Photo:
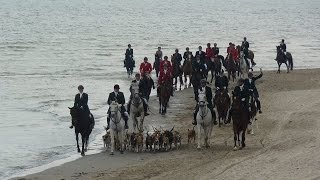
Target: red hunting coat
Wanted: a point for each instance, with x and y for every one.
(164, 77)
(145, 67)
(165, 62)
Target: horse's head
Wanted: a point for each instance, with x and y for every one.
(114, 108)
(202, 99)
(135, 90)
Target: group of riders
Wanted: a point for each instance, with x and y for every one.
(244, 90)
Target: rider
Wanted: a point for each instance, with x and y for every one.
(81, 102)
(165, 76)
(201, 54)
(208, 91)
(250, 84)
(129, 55)
(177, 56)
(141, 88)
(283, 46)
(209, 52)
(165, 61)
(215, 50)
(118, 96)
(186, 54)
(245, 49)
(145, 67)
(241, 91)
(159, 53)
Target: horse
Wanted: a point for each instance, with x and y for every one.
(281, 58)
(231, 67)
(176, 72)
(156, 64)
(83, 124)
(240, 118)
(243, 67)
(117, 130)
(210, 68)
(136, 109)
(252, 114)
(222, 102)
(204, 120)
(187, 70)
(217, 66)
(164, 96)
(129, 65)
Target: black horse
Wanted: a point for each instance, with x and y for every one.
(284, 58)
(129, 64)
(83, 124)
(156, 64)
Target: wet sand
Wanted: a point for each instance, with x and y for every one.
(285, 145)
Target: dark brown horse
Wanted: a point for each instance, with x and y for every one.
(222, 102)
(164, 96)
(231, 67)
(176, 72)
(282, 59)
(187, 70)
(240, 118)
(83, 124)
(252, 114)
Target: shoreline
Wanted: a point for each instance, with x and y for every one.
(173, 112)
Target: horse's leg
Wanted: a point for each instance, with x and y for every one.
(77, 138)
(199, 135)
(83, 138)
(112, 141)
(121, 141)
(235, 140)
(243, 144)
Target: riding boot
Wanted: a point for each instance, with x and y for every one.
(253, 63)
(125, 118)
(145, 108)
(194, 122)
(258, 106)
(108, 121)
(229, 117)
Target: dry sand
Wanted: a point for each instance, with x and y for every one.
(286, 145)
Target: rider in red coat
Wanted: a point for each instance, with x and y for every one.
(145, 67)
(234, 52)
(165, 75)
(165, 61)
(209, 52)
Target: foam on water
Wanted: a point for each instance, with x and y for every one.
(48, 48)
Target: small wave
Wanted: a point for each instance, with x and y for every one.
(102, 54)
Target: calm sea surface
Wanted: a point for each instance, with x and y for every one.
(49, 47)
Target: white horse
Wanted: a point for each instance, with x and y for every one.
(244, 69)
(136, 109)
(117, 128)
(204, 120)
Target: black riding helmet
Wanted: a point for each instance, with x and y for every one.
(80, 87)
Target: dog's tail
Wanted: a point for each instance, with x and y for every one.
(193, 127)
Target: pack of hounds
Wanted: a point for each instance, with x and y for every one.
(156, 141)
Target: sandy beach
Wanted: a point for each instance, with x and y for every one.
(285, 145)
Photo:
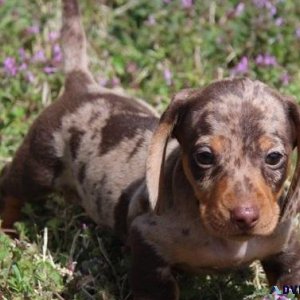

What you need to do: Return each line from the data where the string "horse" can be found.

Response area:
Target: horse's head
Target: horse
Target: black horse
Target: dark brown horse
Target: horse's leg
Target: white horse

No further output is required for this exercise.